Material to process:
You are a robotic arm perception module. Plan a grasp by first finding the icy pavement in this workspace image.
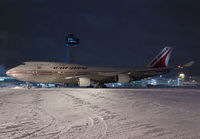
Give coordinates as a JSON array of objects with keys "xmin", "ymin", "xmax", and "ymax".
[{"xmin": 0, "ymin": 88, "xmax": 200, "ymax": 139}]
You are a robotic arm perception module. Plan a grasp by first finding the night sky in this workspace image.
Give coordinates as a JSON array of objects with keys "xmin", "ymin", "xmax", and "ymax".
[{"xmin": 0, "ymin": 0, "xmax": 200, "ymax": 75}]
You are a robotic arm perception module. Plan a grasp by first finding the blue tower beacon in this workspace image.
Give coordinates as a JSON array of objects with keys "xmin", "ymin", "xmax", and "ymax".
[{"xmin": 65, "ymin": 33, "xmax": 80, "ymax": 63}]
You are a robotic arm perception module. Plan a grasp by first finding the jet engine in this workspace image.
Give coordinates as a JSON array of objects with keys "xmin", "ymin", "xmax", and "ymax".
[
  {"xmin": 116, "ymin": 74, "xmax": 131, "ymax": 83},
  {"xmin": 78, "ymin": 77, "xmax": 91, "ymax": 86}
]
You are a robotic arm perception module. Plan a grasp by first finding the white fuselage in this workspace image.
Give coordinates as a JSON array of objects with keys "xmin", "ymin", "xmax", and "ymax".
[{"xmin": 6, "ymin": 62, "xmax": 128, "ymax": 83}]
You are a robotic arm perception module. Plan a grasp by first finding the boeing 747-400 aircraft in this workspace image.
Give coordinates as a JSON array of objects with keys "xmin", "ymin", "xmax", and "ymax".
[{"xmin": 6, "ymin": 47, "xmax": 173, "ymax": 87}]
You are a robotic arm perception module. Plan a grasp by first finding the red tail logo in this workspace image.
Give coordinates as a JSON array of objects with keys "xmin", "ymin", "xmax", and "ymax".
[{"xmin": 148, "ymin": 47, "xmax": 173, "ymax": 68}]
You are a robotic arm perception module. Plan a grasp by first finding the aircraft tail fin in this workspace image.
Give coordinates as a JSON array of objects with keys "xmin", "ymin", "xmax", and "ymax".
[{"xmin": 147, "ymin": 47, "xmax": 173, "ymax": 68}]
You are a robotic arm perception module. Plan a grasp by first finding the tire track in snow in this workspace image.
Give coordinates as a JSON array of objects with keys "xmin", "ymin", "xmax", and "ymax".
[{"xmin": 61, "ymin": 93, "xmax": 108, "ymax": 139}]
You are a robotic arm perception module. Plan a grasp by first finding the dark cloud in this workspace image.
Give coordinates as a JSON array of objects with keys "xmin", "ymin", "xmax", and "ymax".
[{"xmin": 0, "ymin": 0, "xmax": 200, "ymax": 74}]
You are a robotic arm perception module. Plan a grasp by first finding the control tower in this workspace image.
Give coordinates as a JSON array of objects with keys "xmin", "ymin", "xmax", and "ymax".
[{"xmin": 65, "ymin": 33, "xmax": 79, "ymax": 63}]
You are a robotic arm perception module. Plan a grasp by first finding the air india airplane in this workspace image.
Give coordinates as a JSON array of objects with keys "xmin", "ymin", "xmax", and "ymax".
[{"xmin": 6, "ymin": 47, "xmax": 173, "ymax": 87}]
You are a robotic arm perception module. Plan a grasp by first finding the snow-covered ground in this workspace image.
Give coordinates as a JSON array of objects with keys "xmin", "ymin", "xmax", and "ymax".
[{"xmin": 0, "ymin": 88, "xmax": 200, "ymax": 139}]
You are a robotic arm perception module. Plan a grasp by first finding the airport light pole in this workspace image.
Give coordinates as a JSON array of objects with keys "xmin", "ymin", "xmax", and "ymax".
[{"xmin": 65, "ymin": 33, "xmax": 79, "ymax": 63}]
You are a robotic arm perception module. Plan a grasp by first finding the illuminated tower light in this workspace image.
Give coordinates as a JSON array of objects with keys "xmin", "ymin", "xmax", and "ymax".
[{"xmin": 65, "ymin": 33, "xmax": 80, "ymax": 63}]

Task brief: Copy everything from the line containing "light in this workspace image." down to the end of the lines, requests included, and adjust every bounding-box coordinate in the answers by adding -96.

Answer below:
You are a robotic arm perception module. Plan a grasp by first finding the illuminated tower light in this workspace image.
Give coordinates as a JSON array of objects with keys "xmin", "ymin", "xmax", and "ymax".
[{"xmin": -31, "ymin": -63, "xmax": -16, "ymax": -33}]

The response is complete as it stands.